==== MATÉRIEL À TRAITER
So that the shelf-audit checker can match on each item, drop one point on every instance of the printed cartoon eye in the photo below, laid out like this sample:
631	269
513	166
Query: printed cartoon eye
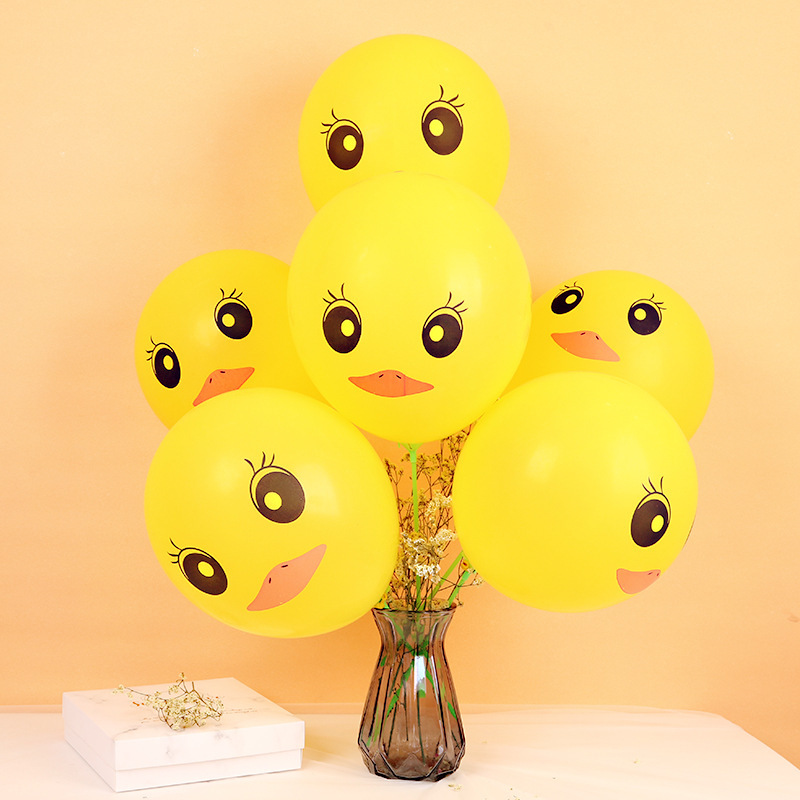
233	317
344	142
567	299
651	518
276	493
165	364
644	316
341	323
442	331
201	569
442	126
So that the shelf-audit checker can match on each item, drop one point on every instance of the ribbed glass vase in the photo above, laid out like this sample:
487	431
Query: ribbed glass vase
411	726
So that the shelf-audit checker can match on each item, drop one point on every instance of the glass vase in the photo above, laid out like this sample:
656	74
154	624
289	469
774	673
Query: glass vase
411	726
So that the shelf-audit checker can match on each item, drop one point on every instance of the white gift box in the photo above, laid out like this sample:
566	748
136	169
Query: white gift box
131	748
========
==== MATÉRIEL À TRAITER
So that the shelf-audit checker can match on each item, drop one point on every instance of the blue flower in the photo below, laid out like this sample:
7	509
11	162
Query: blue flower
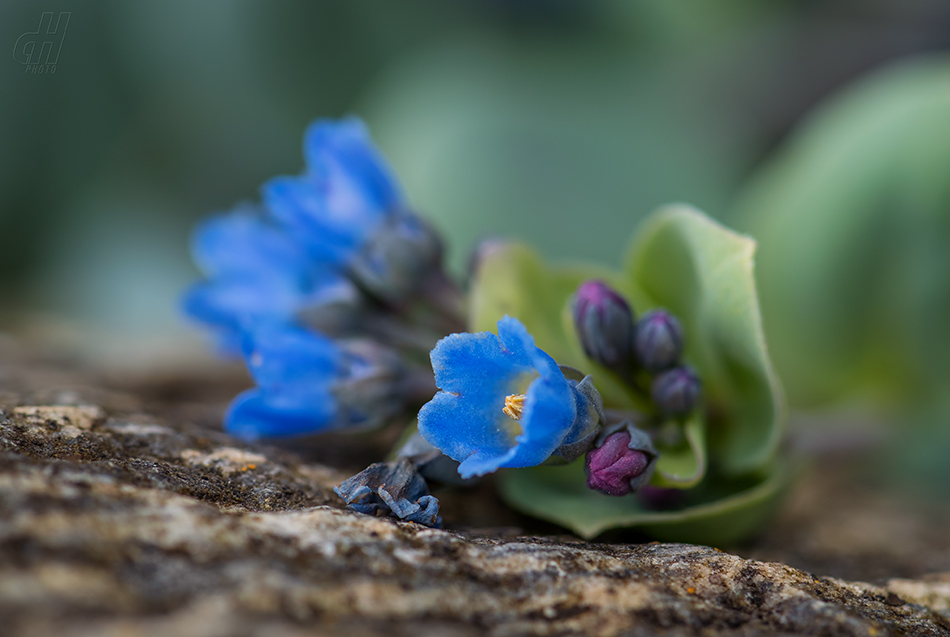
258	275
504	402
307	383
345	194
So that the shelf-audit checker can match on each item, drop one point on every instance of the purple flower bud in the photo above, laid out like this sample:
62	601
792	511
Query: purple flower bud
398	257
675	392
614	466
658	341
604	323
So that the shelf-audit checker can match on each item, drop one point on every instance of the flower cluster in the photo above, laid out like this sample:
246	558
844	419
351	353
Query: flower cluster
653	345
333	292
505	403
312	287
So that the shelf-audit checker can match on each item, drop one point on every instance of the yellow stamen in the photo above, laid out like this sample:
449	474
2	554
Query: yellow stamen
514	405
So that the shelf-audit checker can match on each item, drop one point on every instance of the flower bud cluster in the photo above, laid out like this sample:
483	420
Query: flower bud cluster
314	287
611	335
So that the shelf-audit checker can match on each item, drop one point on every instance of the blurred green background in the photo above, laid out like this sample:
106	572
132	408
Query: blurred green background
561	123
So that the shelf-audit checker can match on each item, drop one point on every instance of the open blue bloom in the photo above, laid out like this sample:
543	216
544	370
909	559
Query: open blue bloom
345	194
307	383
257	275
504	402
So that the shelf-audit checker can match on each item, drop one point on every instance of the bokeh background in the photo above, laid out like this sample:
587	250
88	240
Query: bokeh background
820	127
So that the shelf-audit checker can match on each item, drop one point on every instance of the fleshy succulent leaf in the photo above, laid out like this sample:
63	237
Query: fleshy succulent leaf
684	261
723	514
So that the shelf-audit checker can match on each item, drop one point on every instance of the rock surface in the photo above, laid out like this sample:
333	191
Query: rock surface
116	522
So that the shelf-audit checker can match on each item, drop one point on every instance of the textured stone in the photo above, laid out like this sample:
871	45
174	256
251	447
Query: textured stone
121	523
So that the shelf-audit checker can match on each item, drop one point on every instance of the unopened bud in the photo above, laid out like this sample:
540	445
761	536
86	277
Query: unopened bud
========
*CONSIGNE*.
Dans le matériel, recopie les lignes à partir de celle qui contient « of the fleshy » et jusqu'à celle qui contient « Query: unopened bud », en renommant « rock surface » en « stone surface » sans rien changer d'autre.

*RÉSULTAT OBTENU*.
So that the shelf-audit checker can match on each item, drop one point on every instance of the fleshy succulent leaf in the photo above, laid out like this sample:
63	237
Query: fleshy succulent leaf
684	261
723	514
So that the shelf-audit checker can match on each item, drop one point on every instance of the stone surface in the photo above, laid out like this sample:
333	191
Query: stone surface
116	522
So that the shelf-audit checker can match on each item, drop one point on every instance of the textured stone in the photo above, laid out like this sample:
871	45
174	256
251	447
Query: textured stone
121	523
So that the shelf-audit checker can match on each item, drop one point on every instance of the unopened bud in the photo above, laid out like this sample:
540	445
761	536
86	277
Query: unopened bud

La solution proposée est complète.